*What this task involves*.
Copy out the data lines word for word, starting at the line that contains "Task: point at every instance of the man's knit" and ending at the last line of the data.

* Begin Working data *

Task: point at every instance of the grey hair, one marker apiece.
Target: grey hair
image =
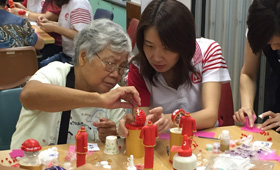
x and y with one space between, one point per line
98 35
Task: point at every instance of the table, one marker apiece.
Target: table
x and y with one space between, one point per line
45 36
161 159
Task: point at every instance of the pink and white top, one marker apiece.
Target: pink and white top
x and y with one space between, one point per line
74 15
211 67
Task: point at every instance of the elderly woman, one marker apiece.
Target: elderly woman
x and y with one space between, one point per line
101 56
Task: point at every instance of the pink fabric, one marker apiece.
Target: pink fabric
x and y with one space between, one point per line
205 134
72 148
247 127
16 153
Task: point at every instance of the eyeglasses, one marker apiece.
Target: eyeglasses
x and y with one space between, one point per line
111 67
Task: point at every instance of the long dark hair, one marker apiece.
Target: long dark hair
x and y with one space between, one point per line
3 3
59 3
263 22
175 26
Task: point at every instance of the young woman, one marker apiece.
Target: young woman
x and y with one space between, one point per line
263 36
174 69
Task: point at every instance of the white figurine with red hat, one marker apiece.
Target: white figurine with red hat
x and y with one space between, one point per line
31 148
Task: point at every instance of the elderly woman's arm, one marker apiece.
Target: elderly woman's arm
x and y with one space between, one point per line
51 98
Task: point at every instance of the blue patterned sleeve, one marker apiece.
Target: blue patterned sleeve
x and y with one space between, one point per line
30 35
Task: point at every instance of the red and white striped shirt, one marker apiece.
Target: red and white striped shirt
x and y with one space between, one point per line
74 15
211 67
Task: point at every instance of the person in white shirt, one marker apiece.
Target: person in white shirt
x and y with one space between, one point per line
101 56
174 69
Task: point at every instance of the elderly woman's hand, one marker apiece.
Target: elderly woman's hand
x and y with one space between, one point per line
162 121
105 128
122 130
239 116
272 122
114 98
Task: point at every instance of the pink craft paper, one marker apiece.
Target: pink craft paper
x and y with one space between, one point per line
165 136
269 156
204 134
16 153
247 127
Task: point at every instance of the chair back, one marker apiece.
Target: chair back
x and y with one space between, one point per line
16 66
131 31
103 13
10 107
226 110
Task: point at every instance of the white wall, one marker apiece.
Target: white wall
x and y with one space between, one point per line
144 3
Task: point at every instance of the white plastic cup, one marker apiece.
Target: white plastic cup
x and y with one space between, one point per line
111 146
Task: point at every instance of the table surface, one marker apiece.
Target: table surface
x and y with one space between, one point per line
45 36
161 159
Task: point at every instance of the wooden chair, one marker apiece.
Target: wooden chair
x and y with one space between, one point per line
16 66
103 13
10 107
131 31
226 110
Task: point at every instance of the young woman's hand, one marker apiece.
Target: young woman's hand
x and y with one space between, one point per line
162 121
272 122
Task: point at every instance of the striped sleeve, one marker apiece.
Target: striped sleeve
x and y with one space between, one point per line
213 58
80 15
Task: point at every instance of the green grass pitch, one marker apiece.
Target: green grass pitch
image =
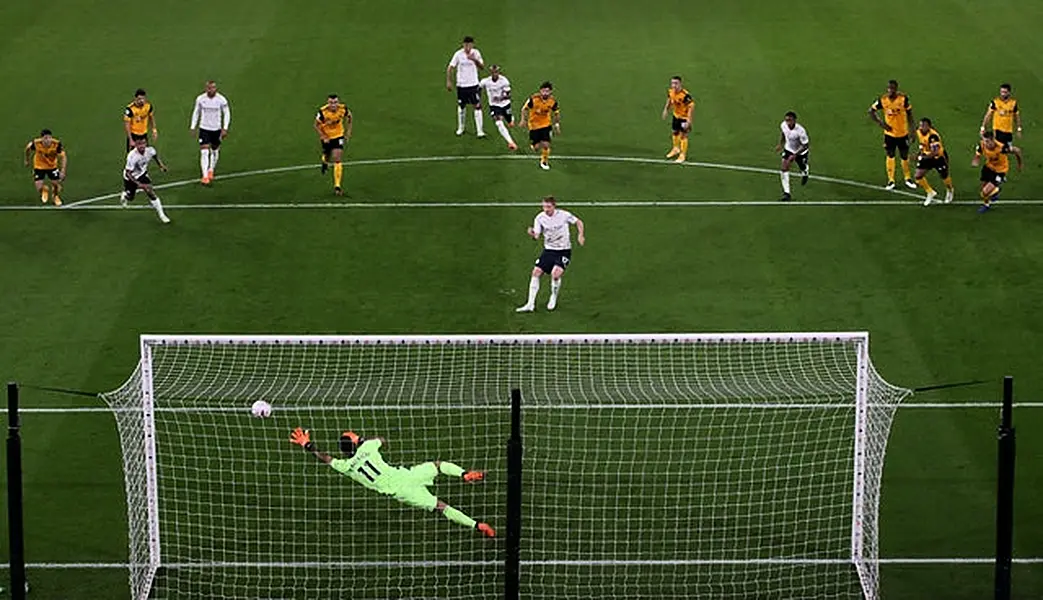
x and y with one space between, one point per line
947 294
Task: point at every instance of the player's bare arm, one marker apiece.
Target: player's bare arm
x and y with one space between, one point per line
985 120
874 115
302 437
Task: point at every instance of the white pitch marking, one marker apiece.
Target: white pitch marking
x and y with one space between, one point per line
442 564
412 160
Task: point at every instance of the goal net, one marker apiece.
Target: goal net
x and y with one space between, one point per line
726 465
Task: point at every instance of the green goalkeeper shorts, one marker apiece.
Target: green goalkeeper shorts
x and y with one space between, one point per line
413 487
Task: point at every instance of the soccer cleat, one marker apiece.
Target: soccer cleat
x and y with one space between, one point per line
473 476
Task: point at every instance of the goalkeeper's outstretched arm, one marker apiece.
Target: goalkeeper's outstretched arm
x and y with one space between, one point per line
302 437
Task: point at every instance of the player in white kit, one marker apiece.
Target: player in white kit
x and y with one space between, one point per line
212 115
498 89
466 62
795 146
553 224
136 176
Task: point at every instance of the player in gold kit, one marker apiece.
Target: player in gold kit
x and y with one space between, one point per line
49 162
680 100
897 124
333 123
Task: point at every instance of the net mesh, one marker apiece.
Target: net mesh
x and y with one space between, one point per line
719 466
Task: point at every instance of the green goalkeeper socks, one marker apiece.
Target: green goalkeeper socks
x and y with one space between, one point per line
451 470
457 517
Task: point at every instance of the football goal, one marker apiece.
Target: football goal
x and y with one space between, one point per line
718 465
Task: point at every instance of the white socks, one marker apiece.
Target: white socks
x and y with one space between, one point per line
533 290
502 127
159 209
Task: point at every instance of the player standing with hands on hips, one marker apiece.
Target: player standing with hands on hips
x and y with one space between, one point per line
553 223
466 62
212 116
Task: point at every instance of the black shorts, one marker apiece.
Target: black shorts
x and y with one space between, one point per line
210 138
540 135
41 174
333 144
892 143
1004 138
503 112
990 176
468 96
940 164
135 138
550 259
801 159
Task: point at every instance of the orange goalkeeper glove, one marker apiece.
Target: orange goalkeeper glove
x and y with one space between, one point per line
302 437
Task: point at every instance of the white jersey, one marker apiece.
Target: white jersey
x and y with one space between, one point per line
138 163
211 114
555 229
795 138
499 91
466 69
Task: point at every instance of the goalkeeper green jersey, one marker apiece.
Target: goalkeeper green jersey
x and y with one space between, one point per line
368 469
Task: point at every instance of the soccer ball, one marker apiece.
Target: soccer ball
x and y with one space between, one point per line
261 409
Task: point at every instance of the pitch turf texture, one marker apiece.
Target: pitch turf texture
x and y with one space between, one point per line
947 294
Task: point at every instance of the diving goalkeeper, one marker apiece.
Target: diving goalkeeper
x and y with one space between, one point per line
365 465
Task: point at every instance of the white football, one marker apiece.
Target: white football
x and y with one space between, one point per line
261 409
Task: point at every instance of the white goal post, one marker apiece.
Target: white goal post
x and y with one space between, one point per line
726 465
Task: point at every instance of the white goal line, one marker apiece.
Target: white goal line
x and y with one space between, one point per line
808 406
459 564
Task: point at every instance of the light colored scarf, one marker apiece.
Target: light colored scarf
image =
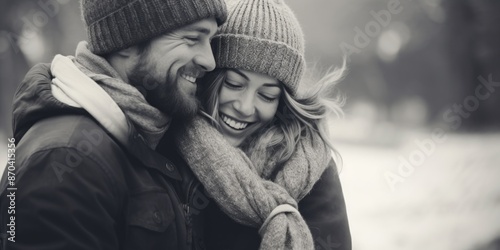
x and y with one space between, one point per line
238 188
150 122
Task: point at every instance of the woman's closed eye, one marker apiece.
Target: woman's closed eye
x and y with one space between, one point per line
232 85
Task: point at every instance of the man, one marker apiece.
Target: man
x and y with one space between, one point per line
86 175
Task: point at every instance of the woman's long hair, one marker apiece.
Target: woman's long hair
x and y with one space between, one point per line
297 116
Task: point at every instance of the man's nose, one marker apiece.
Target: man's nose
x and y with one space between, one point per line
205 58
245 105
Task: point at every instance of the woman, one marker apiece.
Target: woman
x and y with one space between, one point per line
271 145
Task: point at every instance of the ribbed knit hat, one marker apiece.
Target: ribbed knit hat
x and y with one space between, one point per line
263 36
113 25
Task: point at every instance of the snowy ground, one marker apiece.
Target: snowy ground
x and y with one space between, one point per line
449 202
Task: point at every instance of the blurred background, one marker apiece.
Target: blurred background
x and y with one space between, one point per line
420 139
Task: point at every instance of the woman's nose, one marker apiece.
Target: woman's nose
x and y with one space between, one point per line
245 105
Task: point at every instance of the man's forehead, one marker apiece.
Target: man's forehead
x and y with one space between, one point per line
205 26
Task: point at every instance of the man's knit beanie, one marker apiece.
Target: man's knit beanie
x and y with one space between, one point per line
263 36
113 25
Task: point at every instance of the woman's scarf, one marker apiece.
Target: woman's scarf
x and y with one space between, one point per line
238 188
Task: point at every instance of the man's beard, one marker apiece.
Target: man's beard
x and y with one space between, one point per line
163 94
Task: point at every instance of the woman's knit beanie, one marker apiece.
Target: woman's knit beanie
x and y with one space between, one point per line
113 25
263 36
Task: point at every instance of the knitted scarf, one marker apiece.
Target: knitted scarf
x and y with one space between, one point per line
150 122
238 188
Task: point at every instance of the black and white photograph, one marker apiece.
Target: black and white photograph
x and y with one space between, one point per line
249 124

* End Working data *

*Reply*.
Task: point at every instance of the man's knit beanie, one marker apiece.
Target: man's knit beanie
x and y with one space between, one point per line
263 36
113 25
Task: point at every instance of the woman's scarf, one marker apiece.
Target: woman's scarf
x and y with one space between, one point per line
238 188
Task: point at every instance of the man's beard, one marker apiece.
Target: man's beard
x and y with one space between, one point per line
163 94
Task: point at every instance of the woman's knit beanie, one marker apiece.
Target: woman's knit beanie
x and y with one space between, one point per line
113 25
263 36
Task: point at every instance of the knitted scarf, one marker apiece.
Target: knitted scarf
x and y with one space between, one point per line
150 122
238 188
Task: point at every instance of the black and white photograph, one marker apiece.
Target: black and white photograph
x and y with one space between, one point per line
249 124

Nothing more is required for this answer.